Job 1
Restate word for word the part of the forum thread between "2: I am unsure" and "out the solutions.", inclusive.
Job 2
Sum up the forum thread in two sentences.

Reading text
++++++++++++++++++++

Form updating database

[SiKing]

Hopefully, this is the last of my problems as the site is more-or-less done. However, I am completely clueless as to what is happening.

The scenario: I have a form which the user fills out and the input then overwrites the previous data in the database using the MySQL statement 'UPDATE'. (it's a profile website) This all works fine and the database is updated but there are a few problems:

1: The row in the database table has a tendancy to delete all of the data inside it.
2: I am unsure how to let the user know that the update was successful.
3: The link to the page ends with editprofile.php?id=1, so if the user is clever enough, they can change the id to another number and edit somebody else's profile.

The code:: http://www.darkfx.co.uk/studios/editprofile.php.txt




There are a few more problems but I will have to figure out the solutions.

 

[user-7256]

Answer to #2:

$result = mysql_query( stuff here... );

if (!$result) {
echo("Error with update.");
exit;
}

Answer to #3: Send the ID through a POST variable. If that's not possible, then compare their login to whose profile they are editing, probably via a cookie variable.

 

[moondog]

1) Make sure the values are coming through properly. What I usually do if SQL is not doing what I expect it to, is to just echo it to the screen:

echo "sql: $sql";

If you are tyring to "UPDATE", and the fields are "delete", chances are the values are are using to update to are blank.

2) I check for errors this way:

$sql = "sql here";
mysql_query($sql) or die ("Error updating database" . mysql_error());

3) You need to make a login section and store the login as either a cookie or a session variable. If you do it your way, your entire database is open to 'hacking'. I don't advocate CompuXP's method because it can still be 'hacked' by making a form on another site, while still posing to YOUR site.

Happy coding.

-Bob

 

[Peter]

have the id in the session for that user (and don't use cookies for it). And have the script retrieve the id in the session and put it in the sql statement.

Remember NEVER trust any input from a user ALWAYS double check it is safe.

 

[SiKing]

1) Make sure the values are coming through properly. What I usually do if SQL is not doing what I expect it to, is to just echo it to the screen:

echo "sql: $sql";

If you are tyring to "UPDATE", and the fields are "delete", chances are the values are are using to update to are blank.

2) I check for errors this way:

$sql = "sql here";
mysql_query($sql) or die ("Error updating database" . mysql_error());

Thanks for all the replies so far. When I tried these methods, I recieved

"sql: UPDATE users SET firstname='Simon', lastname='King', dob='29/09/1988', status='Long term relationship', occupation='', details='', picture='', band='', otherbands='' WHERE id='9'Error with update."

++++++++++++++++++++

Data section
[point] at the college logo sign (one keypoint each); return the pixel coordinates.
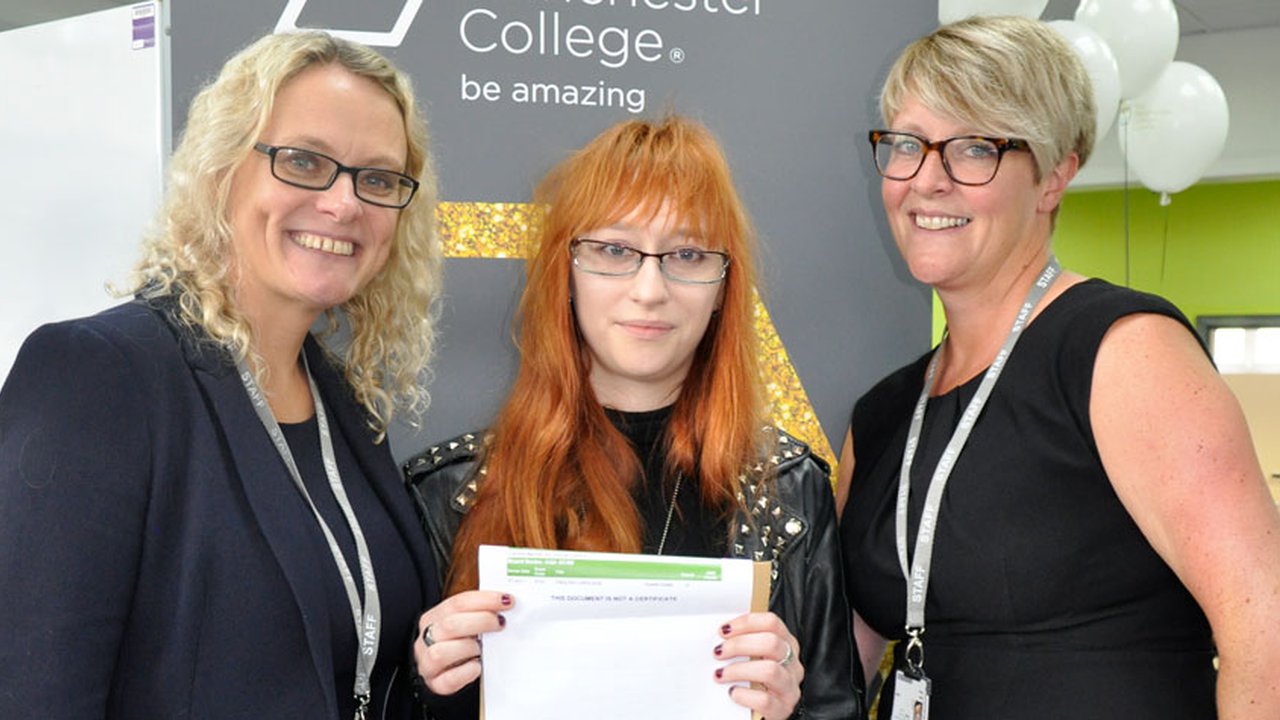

++++++++++++++++++++

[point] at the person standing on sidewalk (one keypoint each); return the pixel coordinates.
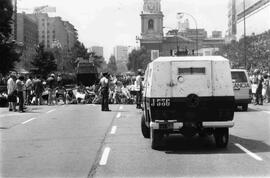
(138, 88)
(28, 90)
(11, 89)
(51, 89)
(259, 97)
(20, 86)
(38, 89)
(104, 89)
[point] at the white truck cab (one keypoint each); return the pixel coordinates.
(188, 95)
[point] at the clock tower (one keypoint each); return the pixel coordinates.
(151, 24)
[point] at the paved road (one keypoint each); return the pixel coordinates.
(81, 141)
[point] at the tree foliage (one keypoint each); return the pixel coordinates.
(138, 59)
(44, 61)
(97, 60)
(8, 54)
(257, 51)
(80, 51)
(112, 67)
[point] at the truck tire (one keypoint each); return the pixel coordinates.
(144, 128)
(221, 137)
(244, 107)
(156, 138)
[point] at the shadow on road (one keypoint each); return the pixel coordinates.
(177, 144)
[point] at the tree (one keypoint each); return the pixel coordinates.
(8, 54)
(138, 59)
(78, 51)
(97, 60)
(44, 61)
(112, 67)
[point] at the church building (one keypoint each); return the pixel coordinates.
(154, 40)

++++++++++++++++++++

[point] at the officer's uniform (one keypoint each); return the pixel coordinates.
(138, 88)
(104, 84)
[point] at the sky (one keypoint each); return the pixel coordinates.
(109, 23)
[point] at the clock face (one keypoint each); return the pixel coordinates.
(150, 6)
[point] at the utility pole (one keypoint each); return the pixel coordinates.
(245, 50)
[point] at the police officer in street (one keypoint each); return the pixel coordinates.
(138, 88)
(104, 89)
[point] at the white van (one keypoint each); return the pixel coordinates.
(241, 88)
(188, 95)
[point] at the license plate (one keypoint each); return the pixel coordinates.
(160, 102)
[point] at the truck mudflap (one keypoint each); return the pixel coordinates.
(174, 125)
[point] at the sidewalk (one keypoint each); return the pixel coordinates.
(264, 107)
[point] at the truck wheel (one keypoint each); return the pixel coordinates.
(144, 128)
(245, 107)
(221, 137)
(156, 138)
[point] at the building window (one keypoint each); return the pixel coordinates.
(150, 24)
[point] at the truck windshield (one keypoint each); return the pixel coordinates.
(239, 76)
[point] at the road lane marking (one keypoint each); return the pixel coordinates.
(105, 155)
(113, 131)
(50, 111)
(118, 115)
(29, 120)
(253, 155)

++++++++++++++++++++

Final answer 1
2: I am unsure how to let the user know that the update was successful.
3: The link to the page ends with editprofile.php?id=1, so if the user is clever enough, they can change the id to another number and edit somebody else's profile.

The code:: http://www.darkfx.co.uk/studios/editprofile.php.txt




There are a few more problems but I will have to figure out the solutions.

Final answer 2
A poster's profile form updates a MySQL database with UPDATE, but the row tends to lose all its data, the poster is unsure how to tell the user the update worked, and changing the id in the page link lets someone edit another person's profile. Replies suggest echoing the SQL to the screen, checking the query result for errors, and keeping the user's id in a session after login instead of the link, and when the poster tried these methods the output showed the UPDATE statement followed by "Error with update."